--- begin THE DATA ---
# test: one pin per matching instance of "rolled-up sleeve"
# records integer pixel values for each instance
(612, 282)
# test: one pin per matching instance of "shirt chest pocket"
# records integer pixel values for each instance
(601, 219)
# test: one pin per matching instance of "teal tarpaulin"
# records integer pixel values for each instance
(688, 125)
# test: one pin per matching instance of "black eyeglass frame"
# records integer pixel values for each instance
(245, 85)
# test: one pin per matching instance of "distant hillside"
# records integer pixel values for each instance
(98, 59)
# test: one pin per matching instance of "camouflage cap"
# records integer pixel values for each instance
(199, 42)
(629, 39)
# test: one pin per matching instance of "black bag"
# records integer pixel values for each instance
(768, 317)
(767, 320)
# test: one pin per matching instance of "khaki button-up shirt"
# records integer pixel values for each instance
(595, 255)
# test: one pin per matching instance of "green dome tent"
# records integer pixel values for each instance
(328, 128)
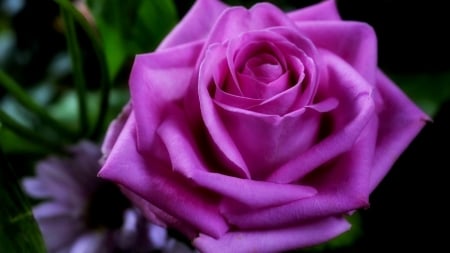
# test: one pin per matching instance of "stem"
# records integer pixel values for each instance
(99, 51)
(28, 134)
(18, 93)
(79, 78)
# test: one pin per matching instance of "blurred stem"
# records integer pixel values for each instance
(99, 51)
(79, 78)
(18, 93)
(28, 134)
(19, 231)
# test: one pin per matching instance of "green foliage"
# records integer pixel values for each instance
(428, 90)
(128, 28)
(19, 232)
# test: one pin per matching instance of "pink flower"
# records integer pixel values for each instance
(258, 130)
(79, 212)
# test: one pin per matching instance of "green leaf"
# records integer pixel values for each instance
(131, 27)
(16, 91)
(77, 69)
(105, 81)
(428, 90)
(344, 240)
(19, 232)
(27, 133)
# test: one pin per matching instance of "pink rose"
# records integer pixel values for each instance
(255, 130)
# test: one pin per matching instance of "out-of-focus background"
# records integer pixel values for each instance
(408, 210)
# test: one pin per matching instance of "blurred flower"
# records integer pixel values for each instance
(81, 213)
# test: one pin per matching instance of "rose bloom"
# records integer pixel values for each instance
(255, 130)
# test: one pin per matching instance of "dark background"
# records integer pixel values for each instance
--- end THE DATA ---
**WHAT YOU WILL DO**
Output the entries above exactly, without their pictures.

**CORRECT ANSWER**
# test: one pin per matching instance of "rolled-up sleeve"
# records integer pixel values for each instance
(612, 282)
# test: one pin per matching instance of "shirt chest pocket"
# records integer pixel values for each instance
(601, 219)
# test: one pin per matching instance of "teal tarpaulin"
# records integer pixel values for each instance
(688, 125)
# test: one pin per matching instance of "black eyeglass frame"
# records integer pixel values for each instance
(245, 85)
# test: one pin per matching instance of "distant hillside"
# records integer pixel values for each instance
(98, 59)
# test: one pin per matching instance of "camouflage cap"
# records integer pixel values for each instance
(199, 42)
(629, 39)
# test: one pin per matching instance of "black bag"
# records integer pixel values for each instance
(768, 317)
(767, 320)
# test: one pin per matching instance of "khaki button-up shirt"
# records integer pixel values for each instance
(595, 255)
# test: one pin per matching instance of "green dome tent"
# records integer pixel values for each instance
(328, 128)
# test: one pin per matching instance of "stem"
# records integer pixel values for each instance
(99, 51)
(28, 134)
(18, 93)
(79, 78)
# test: one pin per matching instance of "blurred stem"
# records integer pixel values for each instance
(99, 51)
(79, 78)
(18, 93)
(28, 134)
(19, 231)
# test: one pin per matching instance of "green foliage"
# records integer pixel values for each instance
(428, 90)
(128, 28)
(19, 232)
# test: one pin per matching instance of "pink flower"
# records integer pixel values for each instance
(258, 130)
(79, 212)
# test: one pin per matching instance of "green leaf"
# records integer pixel values for each instance
(131, 27)
(16, 91)
(77, 69)
(105, 81)
(428, 90)
(344, 240)
(19, 232)
(27, 133)
# test: one pin per matching instance of "pink rose"
# records integer pixel values for each instance
(255, 130)
# test: one pin per matching instance of "out-of-focus background"
# records integer pixel values for each instance
(408, 210)
# test: one pin per matching instance of "blurred flower"
# records integer pixel values for each instance
(81, 213)
# test: one pin per matching instance of "rose bloom"
# records integer pixel values for each instance
(255, 130)
# test: one pin per matching instance of "dark background"
# records integer pixel values for each instance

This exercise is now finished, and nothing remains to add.